#### Text shown:
========================================

Tuesday, September 13, 2005

Golf Goes to War

Sports books hit the marketplace with regularity. I’ve had the pleasure of reading and reviewing quite a few during my writing career. Even in the midst of our mass-media-ized, fast-paced, Internet-crazed world, books still hold their charm, offering the reader an intimate one-on-one encounter with, in the best cases, a good writer who’s got something singular to say. We’ll be taking a look at new books from time to time at SMA. Here’s our first review:

Author: John Strege
Title: When War Played Through: Golf During World War II
Publisher: Gotham Books
Price: $26
ISBN: 1-592-40154-6

World War II was a calamitous event that dramatically changed everything—even the game of golf. John Strege’s When War Played Through: Golf During World War II profiles golf’s impact on the war effort and effectively catalogs the challenges the sport faced in maintaining its public image during difficult times.

========================================

Items from a data source
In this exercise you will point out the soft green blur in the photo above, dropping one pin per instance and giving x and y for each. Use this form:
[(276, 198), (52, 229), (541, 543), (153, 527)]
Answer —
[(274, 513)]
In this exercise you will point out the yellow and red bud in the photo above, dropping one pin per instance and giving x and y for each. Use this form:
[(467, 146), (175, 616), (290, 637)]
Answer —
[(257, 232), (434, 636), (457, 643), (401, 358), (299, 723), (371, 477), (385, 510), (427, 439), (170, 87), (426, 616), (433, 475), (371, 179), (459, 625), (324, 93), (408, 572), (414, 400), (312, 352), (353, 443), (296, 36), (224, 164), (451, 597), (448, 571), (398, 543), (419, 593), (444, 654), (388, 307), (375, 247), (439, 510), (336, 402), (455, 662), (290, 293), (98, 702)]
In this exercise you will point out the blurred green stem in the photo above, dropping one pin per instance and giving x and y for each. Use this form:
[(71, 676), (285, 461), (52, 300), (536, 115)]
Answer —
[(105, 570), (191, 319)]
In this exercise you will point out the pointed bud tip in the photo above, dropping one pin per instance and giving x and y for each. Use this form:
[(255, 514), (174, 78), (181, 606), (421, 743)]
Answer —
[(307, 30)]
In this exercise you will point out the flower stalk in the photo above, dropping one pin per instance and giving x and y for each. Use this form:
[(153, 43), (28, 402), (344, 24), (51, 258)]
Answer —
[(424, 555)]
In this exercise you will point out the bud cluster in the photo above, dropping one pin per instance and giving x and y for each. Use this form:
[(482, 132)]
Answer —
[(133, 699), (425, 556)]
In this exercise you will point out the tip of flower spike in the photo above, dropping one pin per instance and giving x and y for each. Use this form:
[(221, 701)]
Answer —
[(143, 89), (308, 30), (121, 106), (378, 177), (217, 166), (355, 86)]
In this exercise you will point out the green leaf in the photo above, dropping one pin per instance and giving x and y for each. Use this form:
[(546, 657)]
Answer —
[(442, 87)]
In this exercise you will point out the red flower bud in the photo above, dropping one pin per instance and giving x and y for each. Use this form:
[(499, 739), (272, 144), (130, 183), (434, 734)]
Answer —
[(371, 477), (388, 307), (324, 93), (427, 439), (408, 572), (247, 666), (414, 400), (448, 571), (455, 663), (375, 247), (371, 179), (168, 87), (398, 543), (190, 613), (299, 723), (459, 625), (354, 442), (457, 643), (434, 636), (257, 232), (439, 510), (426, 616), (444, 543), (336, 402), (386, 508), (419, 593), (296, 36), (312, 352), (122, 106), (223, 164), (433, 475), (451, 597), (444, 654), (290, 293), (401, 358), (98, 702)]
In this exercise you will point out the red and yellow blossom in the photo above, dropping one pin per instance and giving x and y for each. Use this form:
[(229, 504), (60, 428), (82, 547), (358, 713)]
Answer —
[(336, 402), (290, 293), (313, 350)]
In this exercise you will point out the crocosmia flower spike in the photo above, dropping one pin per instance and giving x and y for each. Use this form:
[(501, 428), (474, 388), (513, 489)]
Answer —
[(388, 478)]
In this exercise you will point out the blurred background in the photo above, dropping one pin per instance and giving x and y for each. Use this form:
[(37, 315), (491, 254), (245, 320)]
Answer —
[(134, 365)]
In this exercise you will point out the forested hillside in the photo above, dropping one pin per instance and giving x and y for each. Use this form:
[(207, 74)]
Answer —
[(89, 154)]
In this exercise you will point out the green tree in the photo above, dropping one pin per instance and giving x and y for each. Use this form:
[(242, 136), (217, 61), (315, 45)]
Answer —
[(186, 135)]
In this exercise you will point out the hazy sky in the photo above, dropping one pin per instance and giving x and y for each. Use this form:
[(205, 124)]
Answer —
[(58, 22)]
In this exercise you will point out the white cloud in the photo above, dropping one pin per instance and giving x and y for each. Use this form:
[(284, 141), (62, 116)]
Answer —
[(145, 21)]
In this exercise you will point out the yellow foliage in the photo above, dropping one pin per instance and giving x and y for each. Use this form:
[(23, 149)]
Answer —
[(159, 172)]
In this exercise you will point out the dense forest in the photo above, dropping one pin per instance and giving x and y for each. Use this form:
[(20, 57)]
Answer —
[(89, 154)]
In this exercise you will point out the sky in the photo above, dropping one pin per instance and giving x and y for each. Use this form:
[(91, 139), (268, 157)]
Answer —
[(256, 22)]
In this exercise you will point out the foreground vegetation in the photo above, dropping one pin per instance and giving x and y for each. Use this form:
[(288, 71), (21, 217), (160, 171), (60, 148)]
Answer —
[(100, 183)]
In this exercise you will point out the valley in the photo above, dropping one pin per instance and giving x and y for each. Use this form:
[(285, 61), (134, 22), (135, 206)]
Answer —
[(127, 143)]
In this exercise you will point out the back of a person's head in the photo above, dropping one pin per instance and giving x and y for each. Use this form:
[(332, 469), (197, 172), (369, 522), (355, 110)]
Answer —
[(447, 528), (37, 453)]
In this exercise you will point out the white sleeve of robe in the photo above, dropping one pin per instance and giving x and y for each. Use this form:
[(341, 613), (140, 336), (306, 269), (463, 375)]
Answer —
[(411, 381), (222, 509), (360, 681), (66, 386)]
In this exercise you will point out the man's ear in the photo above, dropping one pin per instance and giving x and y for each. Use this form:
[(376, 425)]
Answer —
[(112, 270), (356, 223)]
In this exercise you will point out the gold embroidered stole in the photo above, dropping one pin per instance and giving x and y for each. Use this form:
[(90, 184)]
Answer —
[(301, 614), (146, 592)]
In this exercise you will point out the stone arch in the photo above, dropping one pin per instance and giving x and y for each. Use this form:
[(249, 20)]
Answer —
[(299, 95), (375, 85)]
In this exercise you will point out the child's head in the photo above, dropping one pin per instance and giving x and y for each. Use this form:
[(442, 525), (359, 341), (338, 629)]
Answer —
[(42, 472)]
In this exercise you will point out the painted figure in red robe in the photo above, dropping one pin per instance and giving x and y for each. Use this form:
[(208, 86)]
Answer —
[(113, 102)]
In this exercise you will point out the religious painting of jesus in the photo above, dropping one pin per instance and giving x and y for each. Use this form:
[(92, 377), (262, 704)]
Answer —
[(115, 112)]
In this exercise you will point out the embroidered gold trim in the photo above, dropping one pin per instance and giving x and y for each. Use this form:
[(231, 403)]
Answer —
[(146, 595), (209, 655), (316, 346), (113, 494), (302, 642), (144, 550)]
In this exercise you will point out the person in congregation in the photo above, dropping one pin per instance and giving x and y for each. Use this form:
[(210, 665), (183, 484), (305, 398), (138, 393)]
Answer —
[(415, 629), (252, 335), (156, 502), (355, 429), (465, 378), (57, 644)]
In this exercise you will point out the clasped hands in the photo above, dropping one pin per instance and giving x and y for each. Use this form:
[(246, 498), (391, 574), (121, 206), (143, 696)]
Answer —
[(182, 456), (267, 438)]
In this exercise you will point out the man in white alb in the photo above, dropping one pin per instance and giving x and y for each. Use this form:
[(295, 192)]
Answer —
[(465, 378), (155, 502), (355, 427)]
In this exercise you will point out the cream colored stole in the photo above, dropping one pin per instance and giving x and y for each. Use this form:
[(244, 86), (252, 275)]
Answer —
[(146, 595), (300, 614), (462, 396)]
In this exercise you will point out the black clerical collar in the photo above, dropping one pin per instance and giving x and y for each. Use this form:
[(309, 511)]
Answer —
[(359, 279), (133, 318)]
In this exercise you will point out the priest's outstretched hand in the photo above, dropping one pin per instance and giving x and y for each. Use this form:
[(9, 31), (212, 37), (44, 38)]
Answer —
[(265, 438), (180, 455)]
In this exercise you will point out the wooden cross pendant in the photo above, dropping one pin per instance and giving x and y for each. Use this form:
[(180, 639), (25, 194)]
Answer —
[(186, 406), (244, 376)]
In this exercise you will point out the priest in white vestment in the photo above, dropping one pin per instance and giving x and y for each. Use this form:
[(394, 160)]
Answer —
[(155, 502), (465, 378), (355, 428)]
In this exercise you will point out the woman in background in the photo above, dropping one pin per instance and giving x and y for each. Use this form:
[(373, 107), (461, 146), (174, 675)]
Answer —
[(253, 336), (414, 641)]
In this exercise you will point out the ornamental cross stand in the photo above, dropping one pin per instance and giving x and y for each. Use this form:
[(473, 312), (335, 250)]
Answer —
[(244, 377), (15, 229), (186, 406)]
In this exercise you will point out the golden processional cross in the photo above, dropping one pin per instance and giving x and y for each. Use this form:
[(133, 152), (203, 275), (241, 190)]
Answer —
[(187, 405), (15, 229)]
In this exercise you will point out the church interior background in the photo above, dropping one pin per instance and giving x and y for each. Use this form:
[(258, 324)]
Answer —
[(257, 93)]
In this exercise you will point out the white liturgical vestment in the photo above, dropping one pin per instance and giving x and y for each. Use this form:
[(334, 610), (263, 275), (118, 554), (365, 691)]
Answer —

========================================

#### Problem to work on:
Reproduce the golf book review above word for word, from start to finish.

#### Written reply:
Tuesday, September 13, 2005

Golf Goes to War

Sports books hit the marketplace with regularity. I’ve had the pleasure of reading and reviewing quite a few during my writing career. Even in the midst of our mass-media-ized, fast-paced, Internet-crazed world, books still hold their charm, offering the reader an intimate one-on-one encounter with, in the best cases, a good writer who’s got something singular to say. We’ll be taking a look at new books from time to time at SMA. Here’s our first review:

Author: John Strege
Title: When War Played Through: Golf During World War II
Publisher: Gotham Books
Price: $26
ISBN: 1-592-40154-6

World War II was a calamitous event that dramatically changed everything—even the game of golf. John Strege’s When War Played Through: Golf During World War II profiles golf’s impact on the war effort and effectively catalogs the challenges the sport faced in maintaining its public image during difficult times.